Object outline annotations:
>> begin
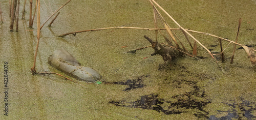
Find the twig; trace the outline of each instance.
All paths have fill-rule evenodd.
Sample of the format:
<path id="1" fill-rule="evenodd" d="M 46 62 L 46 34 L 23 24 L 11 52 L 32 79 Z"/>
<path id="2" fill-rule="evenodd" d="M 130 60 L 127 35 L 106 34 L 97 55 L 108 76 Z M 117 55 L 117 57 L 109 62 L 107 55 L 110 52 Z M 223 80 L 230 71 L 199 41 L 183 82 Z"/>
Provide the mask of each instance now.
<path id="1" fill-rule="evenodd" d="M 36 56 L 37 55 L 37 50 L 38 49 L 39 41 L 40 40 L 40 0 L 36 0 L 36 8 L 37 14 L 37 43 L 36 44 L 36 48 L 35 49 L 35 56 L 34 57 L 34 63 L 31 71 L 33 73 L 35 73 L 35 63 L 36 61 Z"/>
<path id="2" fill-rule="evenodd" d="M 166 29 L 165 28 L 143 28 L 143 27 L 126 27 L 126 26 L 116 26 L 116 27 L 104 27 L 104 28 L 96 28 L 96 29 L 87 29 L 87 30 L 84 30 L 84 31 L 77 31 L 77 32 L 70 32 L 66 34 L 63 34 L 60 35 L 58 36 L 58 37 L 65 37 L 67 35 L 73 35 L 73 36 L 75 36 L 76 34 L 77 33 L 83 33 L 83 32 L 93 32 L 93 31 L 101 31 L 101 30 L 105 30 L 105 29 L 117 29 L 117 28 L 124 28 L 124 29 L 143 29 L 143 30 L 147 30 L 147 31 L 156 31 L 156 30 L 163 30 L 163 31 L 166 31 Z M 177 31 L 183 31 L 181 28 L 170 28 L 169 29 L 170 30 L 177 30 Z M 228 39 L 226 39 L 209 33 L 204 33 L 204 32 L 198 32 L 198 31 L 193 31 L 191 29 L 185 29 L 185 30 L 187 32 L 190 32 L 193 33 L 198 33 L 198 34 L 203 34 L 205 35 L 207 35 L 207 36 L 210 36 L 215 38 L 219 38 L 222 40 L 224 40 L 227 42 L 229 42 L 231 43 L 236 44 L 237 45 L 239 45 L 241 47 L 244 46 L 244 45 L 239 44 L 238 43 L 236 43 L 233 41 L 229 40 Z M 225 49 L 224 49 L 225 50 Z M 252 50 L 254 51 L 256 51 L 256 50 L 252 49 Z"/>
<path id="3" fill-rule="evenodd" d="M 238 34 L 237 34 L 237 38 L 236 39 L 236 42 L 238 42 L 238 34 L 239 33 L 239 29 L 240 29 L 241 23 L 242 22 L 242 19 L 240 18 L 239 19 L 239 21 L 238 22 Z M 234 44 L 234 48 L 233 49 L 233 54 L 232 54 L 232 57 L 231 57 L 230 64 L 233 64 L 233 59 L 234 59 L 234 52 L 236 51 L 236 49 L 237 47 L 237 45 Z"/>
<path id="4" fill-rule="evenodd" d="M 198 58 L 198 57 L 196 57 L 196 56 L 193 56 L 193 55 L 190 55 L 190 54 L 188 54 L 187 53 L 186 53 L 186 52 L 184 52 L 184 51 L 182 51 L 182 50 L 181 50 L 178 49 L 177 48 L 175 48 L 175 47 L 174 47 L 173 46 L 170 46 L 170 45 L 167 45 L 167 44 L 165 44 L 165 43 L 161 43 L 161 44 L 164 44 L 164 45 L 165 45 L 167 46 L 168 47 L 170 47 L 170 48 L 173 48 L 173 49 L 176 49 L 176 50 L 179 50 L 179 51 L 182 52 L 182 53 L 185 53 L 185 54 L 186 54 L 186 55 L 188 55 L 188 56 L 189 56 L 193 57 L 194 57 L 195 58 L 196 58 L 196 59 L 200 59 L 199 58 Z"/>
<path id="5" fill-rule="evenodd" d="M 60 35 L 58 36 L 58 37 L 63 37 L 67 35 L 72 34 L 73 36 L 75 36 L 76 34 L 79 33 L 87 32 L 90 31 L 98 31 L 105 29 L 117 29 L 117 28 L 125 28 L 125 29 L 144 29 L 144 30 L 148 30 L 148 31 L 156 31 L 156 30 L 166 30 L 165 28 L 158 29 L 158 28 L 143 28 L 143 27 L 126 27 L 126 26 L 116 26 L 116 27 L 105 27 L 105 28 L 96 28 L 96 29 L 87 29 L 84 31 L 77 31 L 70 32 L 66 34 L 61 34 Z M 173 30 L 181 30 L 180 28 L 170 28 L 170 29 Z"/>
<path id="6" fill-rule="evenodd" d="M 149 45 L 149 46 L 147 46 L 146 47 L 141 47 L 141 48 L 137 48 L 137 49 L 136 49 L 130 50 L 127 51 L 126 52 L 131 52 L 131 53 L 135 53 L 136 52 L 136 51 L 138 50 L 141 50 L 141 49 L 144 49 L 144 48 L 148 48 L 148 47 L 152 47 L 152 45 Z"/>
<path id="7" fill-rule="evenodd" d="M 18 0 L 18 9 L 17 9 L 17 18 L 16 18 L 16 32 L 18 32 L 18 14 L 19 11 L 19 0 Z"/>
>> end
**Requirement**
Copy the listing above line for line without changing anything, but leave out the pictures.

**Result of the task**
Find the twig; trace the outline of each instance.
All paths have fill-rule evenodd.
Sample of the format:
<path id="1" fill-rule="evenodd" d="M 46 62 L 46 34 L 23 24 L 11 52 L 32 79 Z"/>
<path id="2" fill-rule="evenodd" d="M 130 60 L 127 35 L 106 34 L 97 55 L 108 76 Z M 117 55 L 117 57 L 109 62 L 107 55 L 110 52 Z M 223 80 L 230 71 L 199 41 L 183 82 Z"/>
Provide the mask of each instance now.
<path id="1" fill-rule="evenodd" d="M 36 56 L 37 55 L 37 50 L 38 49 L 39 41 L 40 40 L 40 0 L 36 0 L 36 8 L 37 14 L 37 43 L 36 44 L 36 48 L 35 49 L 35 56 L 34 57 L 34 63 L 31 71 L 33 73 L 35 73 L 35 63 L 36 61 Z"/>
<path id="2" fill-rule="evenodd" d="M 166 29 L 165 28 L 143 28 L 143 27 L 126 27 L 126 26 L 116 26 L 116 27 L 104 27 L 104 28 L 96 28 L 96 29 L 87 29 L 87 30 L 84 30 L 84 31 L 77 31 L 77 32 L 70 32 L 66 34 L 63 34 L 60 35 L 58 36 L 58 37 L 65 37 L 67 35 L 73 35 L 73 36 L 75 36 L 76 34 L 77 33 L 83 33 L 83 32 L 93 32 L 93 31 L 101 31 L 101 30 L 105 30 L 105 29 L 117 29 L 117 28 L 124 28 L 124 29 L 143 29 L 143 30 L 147 30 L 147 31 L 156 31 L 156 30 L 163 30 L 163 31 L 166 31 Z M 177 31 L 183 31 L 181 28 L 170 28 L 169 29 L 170 30 L 177 30 Z M 228 39 L 226 39 L 209 33 L 204 33 L 204 32 L 198 32 L 198 31 L 193 31 L 191 29 L 185 29 L 185 30 L 187 32 L 190 32 L 193 33 L 198 33 L 198 34 L 203 34 L 205 35 L 207 35 L 207 36 L 210 36 L 215 38 L 219 38 L 222 40 L 224 40 L 227 42 L 229 42 L 231 43 L 236 44 L 237 45 L 239 45 L 241 47 L 244 46 L 244 45 L 239 44 L 238 43 L 236 43 L 233 41 L 229 40 Z M 225 49 L 224 49 L 225 50 Z M 252 50 L 254 51 L 256 51 L 256 50 L 252 49 Z"/>
<path id="3" fill-rule="evenodd" d="M 238 34 L 237 34 L 237 38 L 236 39 L 236 42 L 238 42 L 238 34 L 239 33 L 239 29 L 240 29 L 241 23 L 242 22 L 242 19 L 240 18 L 239 19 L 239 21 L 238 22 Z M 234 44 L 234 48 L 233 49 L 233 54 L 232 54 L 232 57 L 231 57 L 230 64 L 233 64 L 233 59 L 234 59 L 234 52 L 236 51 L 236 49 L 237 47 L 237 45 Z"/>
<path id="4" fill-rule="evenodd" d="M 198 58 L 198 57 L 196 57 L 196 56 L 193 56 L 193 55 L 190 55 L 190 54 L 188 54 L 187 53 L 186 53 L 186 52 L 184 52 L 184 51 L 182 51 L 182 50 L 181 50 L 178 49 L 177 48 L 175 48 L 175 47 L 174 47 L 173 46 L 170 46 L 170 45 L 167 45 L 167 44 L 165 44 L 165 43 L 161 43 L 161 44 L 164 44 L 164 45 L 165 45 L 167 46 L 168 47 L 170 47 L 170 48 L 173 48 L 173 49 L 176 49 L 176 50 L 179 50 L 179 51 L 182 52 L 182 53 L 185 53 L 185 54 L 186 54 L 186 55 L 188 55 L 188 56 L 189 56 L 193 57 L 194 57 L 195 58 L 196 58 L 196 59 L 200 59 L 199 58 Z"/>
<path id="5" fill-rule="evenodd" d="M 60 35 L 58 36 L 58 37 L 63 37 L 67 35 L 72 34 L 73 36 L 75 36 L 76 34 L 79 33 L 87 32 L 90 31 L 98 31 L 105 29 L 117 29 L 117 28 L 125 28 L 125 29 L 144 29 L 144 30 L 148 30 L 148 31 L 156 31 L 156 30 L 166 30 L 165 28 L 158 29 L 158 28 L 143 28 L 143 27 L 126 27 L 126 26 L 116 26 L 116 27 L 105 27 L 105 28 L 96 28 L 96 29 L 87 29 L 84 31 L 77 31 L 70 32 L 66 34 L 61 34 Z M 173 30 L 181 30 L 180 28 L 170 28 L 170 29 Z"/>
<path id="6" fill-rule="evenodd" d="M 149 45 L 149 46 L 147 46 L 146 47 L 141 47 L 141 48 L 137 48 L 137 49 L 136 49 L 130 50 L 127 51 L 126 52 L 131 52 L 131 53 L 135 53 L 136 52 L 136 51 L 138 50 L 141 50 L 141 49 L 144 49 L 144 48 L 148 48 L 148 47 L 152 47 L 152 45 Z"/>
<path id="7" fill-rule="evenodd" d="M 18 0 L 18 9 L 17 9 L 17 18 L 16 18 L 16 32 L 18 32 L 18 14 L 19 11 L 19 0 Z"/>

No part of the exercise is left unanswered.